# DOS Networking using Virtual Pc 2004



## tespro (Jan 30, 2003)

I want to use Microsoft Client Networking in a DOS Virtual PC to access the server that's available in Windows 2000. 

Under Virtual PC, my understanding is that the NIC is virtual and I thought it used an Intel driver DC21X4.DOS no matter what the actual NIC might be that Windows is using. I thought I could download this driver and use the setup program for the DOS networking client. Microsoft describes something similar to this in order to use Win 3.1 with Virtual PC 2004.

But the setup program doesn't recognize that NIC driver as a driver. 

How do I get the client software running in the virtual PC to recognize the network?

Tom


----------



## JohnWill (Oct 19, 2002)

I confess to not have tried networking in VPC, but your technique seems to be essentially correct. I used a shared folder to move stuff to/from the MS-DOS session.


----------



## cookjeremiah (Aug 26, 2006)

Tespro, I think I found your question on Eworkmarkets also. I think that is you. Anyway, I solved your problem and I left you my contact info on eworkmarkets, call me or email me.

I got virtual PC 2004 running MSDOS using the MS DOS Network stack and can map a drive from this Virtual Machine to the Windows 2000 host machine, no problem, all over tcp/ip

Give me a ring


----------



## JohnWill (Oct 19, 2002)

Any particular reason you don't just post the solution here? The value of these forums is having the solutions of issues that are posted included in the thread.


----------
****************
**AIM 1**:
Extract every line of the entries that contains the string "Query", matching case exactly.
The forum thread and the entries that follow it are unrelated material.
****************
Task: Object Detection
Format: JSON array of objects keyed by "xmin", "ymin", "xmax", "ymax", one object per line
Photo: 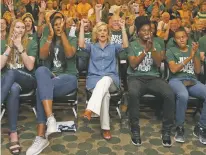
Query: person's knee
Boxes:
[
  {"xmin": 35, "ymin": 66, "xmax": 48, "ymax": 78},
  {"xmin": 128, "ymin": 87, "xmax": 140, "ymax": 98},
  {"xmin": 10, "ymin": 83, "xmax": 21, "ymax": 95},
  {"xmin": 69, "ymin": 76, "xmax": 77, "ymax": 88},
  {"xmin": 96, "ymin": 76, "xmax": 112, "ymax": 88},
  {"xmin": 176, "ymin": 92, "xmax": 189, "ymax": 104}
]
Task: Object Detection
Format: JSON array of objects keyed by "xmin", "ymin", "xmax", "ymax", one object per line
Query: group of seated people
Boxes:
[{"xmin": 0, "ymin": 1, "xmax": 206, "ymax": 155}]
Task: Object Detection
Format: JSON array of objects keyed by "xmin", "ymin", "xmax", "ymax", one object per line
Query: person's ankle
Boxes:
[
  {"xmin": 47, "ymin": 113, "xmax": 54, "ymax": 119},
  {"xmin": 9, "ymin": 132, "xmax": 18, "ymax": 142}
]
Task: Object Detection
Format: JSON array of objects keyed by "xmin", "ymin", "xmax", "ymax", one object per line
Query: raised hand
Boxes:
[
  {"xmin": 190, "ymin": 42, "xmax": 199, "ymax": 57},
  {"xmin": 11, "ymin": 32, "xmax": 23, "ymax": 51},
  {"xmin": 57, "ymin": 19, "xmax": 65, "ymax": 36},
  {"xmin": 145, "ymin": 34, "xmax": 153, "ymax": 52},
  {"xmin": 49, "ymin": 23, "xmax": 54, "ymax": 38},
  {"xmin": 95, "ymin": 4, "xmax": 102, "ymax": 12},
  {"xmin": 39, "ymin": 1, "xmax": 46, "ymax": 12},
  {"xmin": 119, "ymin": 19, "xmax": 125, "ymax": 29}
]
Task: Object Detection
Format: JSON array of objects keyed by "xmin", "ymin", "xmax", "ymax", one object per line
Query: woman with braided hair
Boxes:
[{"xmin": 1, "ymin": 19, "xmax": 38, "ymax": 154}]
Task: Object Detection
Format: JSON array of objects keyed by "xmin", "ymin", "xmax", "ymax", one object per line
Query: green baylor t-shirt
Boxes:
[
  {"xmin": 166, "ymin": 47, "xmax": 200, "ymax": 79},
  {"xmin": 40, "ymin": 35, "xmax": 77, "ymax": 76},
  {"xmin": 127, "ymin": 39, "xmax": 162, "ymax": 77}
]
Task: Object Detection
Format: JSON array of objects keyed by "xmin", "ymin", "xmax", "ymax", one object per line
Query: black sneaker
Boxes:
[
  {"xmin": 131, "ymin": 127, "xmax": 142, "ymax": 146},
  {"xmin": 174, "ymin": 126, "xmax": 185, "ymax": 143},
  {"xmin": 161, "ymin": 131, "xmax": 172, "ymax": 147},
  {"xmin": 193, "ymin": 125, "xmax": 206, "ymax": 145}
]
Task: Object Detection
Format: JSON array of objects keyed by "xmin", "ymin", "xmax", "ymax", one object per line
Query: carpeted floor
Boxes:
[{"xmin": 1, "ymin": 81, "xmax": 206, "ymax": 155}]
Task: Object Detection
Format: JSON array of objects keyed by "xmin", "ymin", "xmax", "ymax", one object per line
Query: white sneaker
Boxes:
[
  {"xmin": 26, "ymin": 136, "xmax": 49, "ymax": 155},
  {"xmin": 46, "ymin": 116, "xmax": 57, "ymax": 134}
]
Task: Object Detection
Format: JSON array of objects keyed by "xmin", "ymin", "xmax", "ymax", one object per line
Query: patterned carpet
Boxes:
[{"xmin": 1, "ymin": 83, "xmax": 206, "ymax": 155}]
****************
**AIM 2**:
According to the forum thread, which Intel driver did Tom believe the virtual NIC in Virtual PC used?

**TASK OUTPUT 1**:
Query: person's knee
Query: group of seated people
Query: person's ankle
Query: raised hand
Query: woman with braided hair
Query: green baylor t-shirt
Query: black sneaker
Query: carpeted floor
Query: white sneaker
Query: patterned carpet

**TASK OUTPUT 2**:
DC21X4.DOS